>> begin Extract
Ep. 18: The Coming of the American Revolution

Burning of the stamp actKen Owen, Michael Hattem, Roy Rogers, and Liz Covart discuss the coming of the Revolution, including both its long-term origins and short-term causes, and debate the importance of imperial identity, popular participation, ideas and ideology, and the character of the resistance movement.

TOPIC

What do we mean when we say the “coming of the Revolution?” What were the Revolution’s origins and its causes? How far back can we go in looking for the former and how close to 1776 can we go in looking for the latter? Historians have debated these questions since the war itself was still raging. At the heart of this debate is the question: How did the colonies get from 1763 to independence in 1776 in only thirteen years? That is to ask, how did the political break between the colonies and the mother country happen so quickly after almost two centuries of imperial ties. In the twentieth century, historians have offered interpretations about the causes of the Revolution that focus on ideas, economics, and politics. But, following a burst of work on the questions of the coming of the Revolution in the 1960s and 1970s, subsequent generations of historians have largely abandoned the question, turning their attentions instead toward the consequences of the Revolution. With so much time gone by, however, perhaps it is time for historians to reconsider the questions of the origins and causes of the American Revolution once again.
>> end Extract
**Stated goal A**
According to the episode description, in which decades was there a burst of work on the coming of the Revolution?
>> begin Input for this task
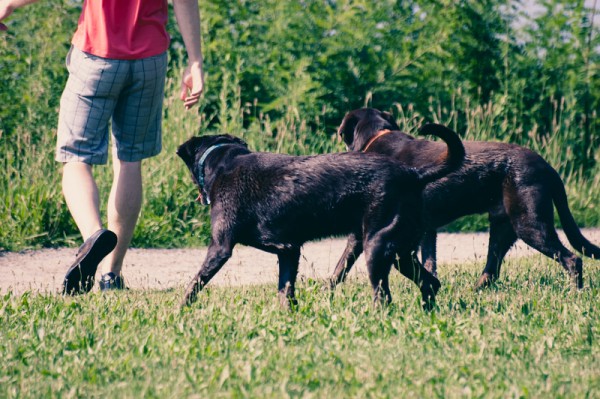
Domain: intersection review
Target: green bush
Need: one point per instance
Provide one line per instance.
(282, 75)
>> end Input for this task
**Stated goal B**
Set down the records above word for word, leaving out the picture.

**Complete response A**
The 1960s and 1970s.

**Complete response B**
Domain: intersection review
Target: green bush
Need: one point per instance
Provide one line per instance.
(282, 75)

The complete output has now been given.